* **Information provided**:
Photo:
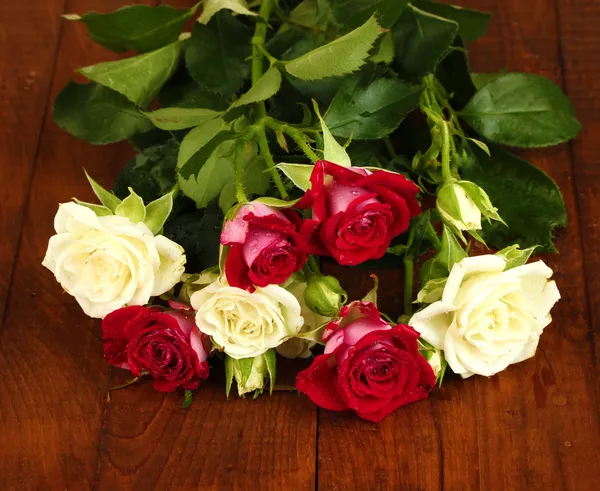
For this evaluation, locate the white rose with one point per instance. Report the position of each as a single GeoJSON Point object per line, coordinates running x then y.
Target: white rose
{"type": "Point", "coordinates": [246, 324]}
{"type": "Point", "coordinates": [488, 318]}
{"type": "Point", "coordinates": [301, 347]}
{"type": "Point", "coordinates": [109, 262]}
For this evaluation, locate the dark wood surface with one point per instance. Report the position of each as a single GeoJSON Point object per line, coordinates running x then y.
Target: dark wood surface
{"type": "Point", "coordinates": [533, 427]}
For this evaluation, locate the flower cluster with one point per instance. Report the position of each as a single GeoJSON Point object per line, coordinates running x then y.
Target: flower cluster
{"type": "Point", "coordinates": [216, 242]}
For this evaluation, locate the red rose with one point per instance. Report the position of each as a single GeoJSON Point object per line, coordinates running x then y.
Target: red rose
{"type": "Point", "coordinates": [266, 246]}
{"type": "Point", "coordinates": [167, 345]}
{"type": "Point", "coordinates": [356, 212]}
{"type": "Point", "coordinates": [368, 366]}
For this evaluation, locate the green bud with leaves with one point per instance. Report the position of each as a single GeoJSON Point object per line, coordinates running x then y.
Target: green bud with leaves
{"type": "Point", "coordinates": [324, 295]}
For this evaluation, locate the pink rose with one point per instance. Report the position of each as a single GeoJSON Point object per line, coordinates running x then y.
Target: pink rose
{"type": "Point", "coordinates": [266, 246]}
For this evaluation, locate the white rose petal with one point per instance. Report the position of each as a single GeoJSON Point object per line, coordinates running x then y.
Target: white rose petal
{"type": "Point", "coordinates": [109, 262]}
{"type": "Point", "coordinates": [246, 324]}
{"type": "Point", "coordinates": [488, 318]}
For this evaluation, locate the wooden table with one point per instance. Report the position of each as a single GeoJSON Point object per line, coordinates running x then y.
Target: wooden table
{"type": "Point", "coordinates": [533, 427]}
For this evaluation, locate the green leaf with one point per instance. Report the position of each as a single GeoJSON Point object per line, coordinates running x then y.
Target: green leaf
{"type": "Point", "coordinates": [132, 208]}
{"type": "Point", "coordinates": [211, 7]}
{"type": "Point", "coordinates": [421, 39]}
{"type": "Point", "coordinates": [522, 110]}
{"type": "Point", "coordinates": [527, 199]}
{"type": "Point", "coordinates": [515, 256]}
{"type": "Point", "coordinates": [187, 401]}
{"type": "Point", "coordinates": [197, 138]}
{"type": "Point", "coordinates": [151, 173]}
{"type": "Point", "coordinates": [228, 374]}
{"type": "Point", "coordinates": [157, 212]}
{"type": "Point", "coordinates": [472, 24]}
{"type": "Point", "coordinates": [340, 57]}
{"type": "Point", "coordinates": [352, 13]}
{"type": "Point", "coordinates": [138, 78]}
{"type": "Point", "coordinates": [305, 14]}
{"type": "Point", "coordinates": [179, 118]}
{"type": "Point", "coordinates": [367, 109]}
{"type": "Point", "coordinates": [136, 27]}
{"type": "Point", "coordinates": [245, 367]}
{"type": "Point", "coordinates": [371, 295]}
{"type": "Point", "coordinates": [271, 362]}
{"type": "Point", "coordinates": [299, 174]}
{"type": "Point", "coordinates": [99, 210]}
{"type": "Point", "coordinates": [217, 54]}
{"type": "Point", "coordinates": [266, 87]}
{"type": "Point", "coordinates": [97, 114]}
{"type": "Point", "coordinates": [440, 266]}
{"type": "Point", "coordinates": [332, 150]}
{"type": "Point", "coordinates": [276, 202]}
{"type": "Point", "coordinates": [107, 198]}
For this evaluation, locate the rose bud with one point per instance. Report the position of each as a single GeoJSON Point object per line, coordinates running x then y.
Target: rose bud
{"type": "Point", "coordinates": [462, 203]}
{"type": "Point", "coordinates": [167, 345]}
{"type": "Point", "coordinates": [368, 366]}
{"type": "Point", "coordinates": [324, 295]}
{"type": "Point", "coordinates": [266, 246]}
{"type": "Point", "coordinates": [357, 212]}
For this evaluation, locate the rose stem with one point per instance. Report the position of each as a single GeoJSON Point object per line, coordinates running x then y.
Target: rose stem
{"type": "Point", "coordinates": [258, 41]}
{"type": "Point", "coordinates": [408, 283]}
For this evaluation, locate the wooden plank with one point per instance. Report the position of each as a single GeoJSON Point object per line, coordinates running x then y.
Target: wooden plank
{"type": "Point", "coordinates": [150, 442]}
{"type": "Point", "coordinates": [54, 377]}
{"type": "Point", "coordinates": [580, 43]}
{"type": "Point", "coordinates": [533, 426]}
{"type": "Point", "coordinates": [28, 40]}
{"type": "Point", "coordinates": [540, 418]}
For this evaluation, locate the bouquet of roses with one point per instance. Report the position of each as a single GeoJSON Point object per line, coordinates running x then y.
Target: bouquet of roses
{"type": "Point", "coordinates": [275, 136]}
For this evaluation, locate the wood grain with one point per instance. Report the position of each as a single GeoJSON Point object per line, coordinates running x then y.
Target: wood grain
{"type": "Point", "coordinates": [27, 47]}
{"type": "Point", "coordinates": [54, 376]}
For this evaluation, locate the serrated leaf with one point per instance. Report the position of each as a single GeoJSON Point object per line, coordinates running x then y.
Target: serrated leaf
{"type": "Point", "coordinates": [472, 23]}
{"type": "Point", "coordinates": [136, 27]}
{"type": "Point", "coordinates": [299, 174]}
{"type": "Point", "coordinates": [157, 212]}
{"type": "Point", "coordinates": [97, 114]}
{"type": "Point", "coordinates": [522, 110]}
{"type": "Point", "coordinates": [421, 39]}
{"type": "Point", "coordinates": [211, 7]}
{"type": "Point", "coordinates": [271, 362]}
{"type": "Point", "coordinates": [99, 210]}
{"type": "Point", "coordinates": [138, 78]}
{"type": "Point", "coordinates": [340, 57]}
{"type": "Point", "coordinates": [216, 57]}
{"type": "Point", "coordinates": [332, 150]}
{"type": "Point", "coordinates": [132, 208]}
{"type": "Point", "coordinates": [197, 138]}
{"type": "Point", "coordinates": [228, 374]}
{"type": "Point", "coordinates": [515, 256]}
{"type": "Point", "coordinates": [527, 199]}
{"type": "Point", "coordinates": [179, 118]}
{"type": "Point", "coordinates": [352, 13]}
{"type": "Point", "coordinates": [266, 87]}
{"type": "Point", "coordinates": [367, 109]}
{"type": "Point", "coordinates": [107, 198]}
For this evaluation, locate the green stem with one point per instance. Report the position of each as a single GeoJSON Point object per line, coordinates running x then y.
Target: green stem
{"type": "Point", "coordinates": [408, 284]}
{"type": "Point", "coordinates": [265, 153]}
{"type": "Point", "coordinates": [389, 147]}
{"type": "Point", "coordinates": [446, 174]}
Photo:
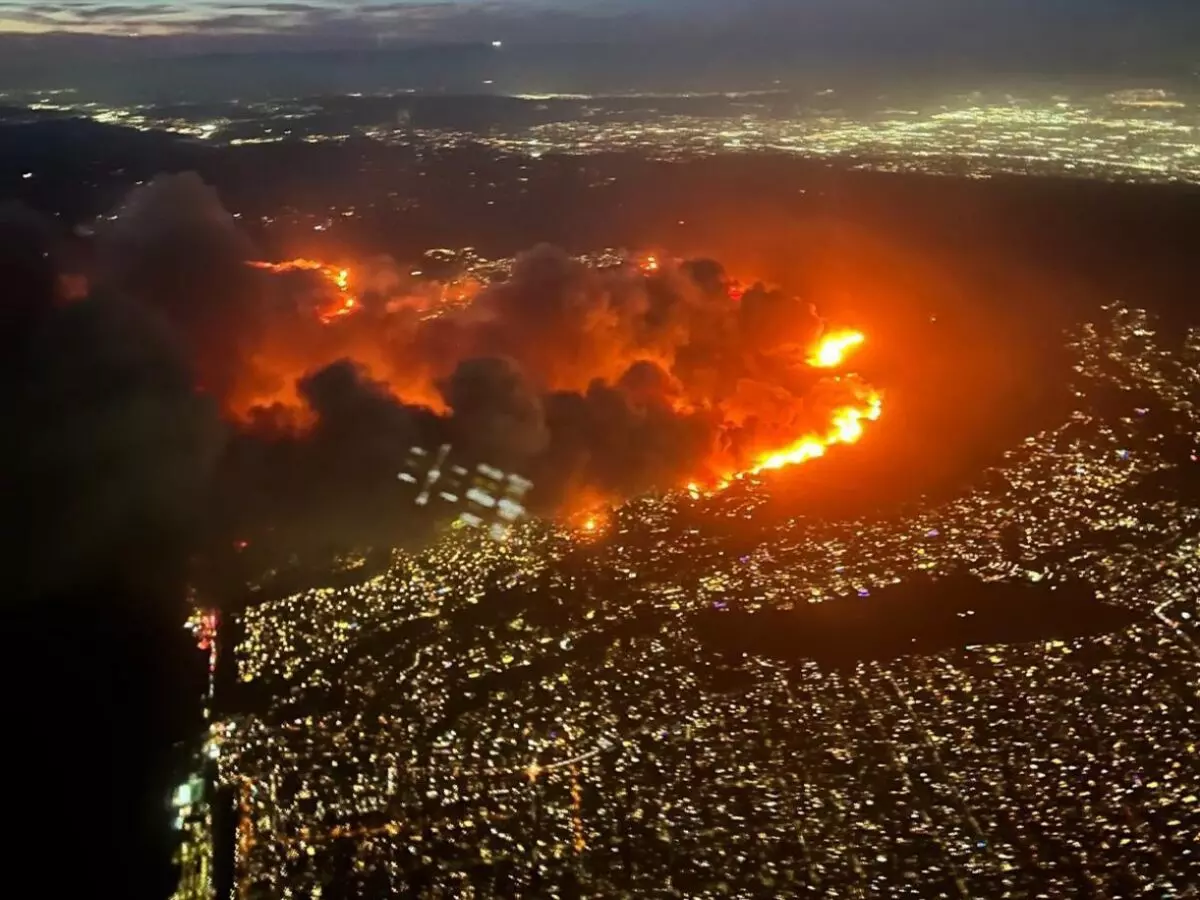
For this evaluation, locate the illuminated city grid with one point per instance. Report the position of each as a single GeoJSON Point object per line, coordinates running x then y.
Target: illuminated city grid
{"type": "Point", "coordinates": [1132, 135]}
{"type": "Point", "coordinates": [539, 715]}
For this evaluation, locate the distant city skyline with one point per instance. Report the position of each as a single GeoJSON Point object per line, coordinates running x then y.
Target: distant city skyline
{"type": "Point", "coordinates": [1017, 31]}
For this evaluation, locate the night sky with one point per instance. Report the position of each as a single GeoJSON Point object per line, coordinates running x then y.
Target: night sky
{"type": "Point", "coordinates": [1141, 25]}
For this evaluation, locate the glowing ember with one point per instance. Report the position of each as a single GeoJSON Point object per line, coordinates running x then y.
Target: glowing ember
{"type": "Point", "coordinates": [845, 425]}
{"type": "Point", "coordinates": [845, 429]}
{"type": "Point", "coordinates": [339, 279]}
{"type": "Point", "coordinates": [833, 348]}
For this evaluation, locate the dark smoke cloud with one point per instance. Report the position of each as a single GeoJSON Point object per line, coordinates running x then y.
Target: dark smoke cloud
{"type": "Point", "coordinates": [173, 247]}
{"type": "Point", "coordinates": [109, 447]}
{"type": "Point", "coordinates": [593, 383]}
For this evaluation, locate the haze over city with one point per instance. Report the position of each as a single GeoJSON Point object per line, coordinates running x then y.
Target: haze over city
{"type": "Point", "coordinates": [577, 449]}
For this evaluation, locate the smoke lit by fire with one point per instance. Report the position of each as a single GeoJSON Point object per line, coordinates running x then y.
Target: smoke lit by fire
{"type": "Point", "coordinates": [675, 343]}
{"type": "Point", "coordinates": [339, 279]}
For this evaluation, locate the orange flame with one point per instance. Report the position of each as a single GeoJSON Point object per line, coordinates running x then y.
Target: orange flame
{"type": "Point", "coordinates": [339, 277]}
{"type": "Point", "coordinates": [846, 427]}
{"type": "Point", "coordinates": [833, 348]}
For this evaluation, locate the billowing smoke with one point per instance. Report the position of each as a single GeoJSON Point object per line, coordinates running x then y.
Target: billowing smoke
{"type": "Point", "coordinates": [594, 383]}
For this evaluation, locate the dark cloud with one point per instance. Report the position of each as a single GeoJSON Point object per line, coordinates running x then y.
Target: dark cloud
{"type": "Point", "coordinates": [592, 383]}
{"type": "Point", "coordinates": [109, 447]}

* **What the task requires**: Reproduce the records from the line containing "For this evaluation, locate the orange" through the end of the records, swapping "billowing smoke" for "rising smoke" and changing nothing else.

* **Exercise answer**:
For this evaluation, locate the orange flame with one point per instance. Report the position of each as a single GeoJSON Point object per line, coordinates running x then y.
Target: orange flame
{"type": "Point", "coordinates": [339, 277]}
{"type": "Point", "coordinates": [846, 427]}
{"type": "Point", "coordinates": [833, 348]}
For this evaluation, locate the rising smoke with one point per instance. Report the position of each as a single GeoJSON Point object per line, coordinates running x then y.
Target: rising smoke
{"type": "Point", "coordinates": [594, 383]}
For this evaluation, locate the dark cloud with one point per instance. Report the position of each as a single GeoJSON Point object per line, coordinates running x then y.
Target: dark cloud
{"type": "Point", "coordinates": [592, 383]}
{"type": "Point", "coordinates": [109, 447]}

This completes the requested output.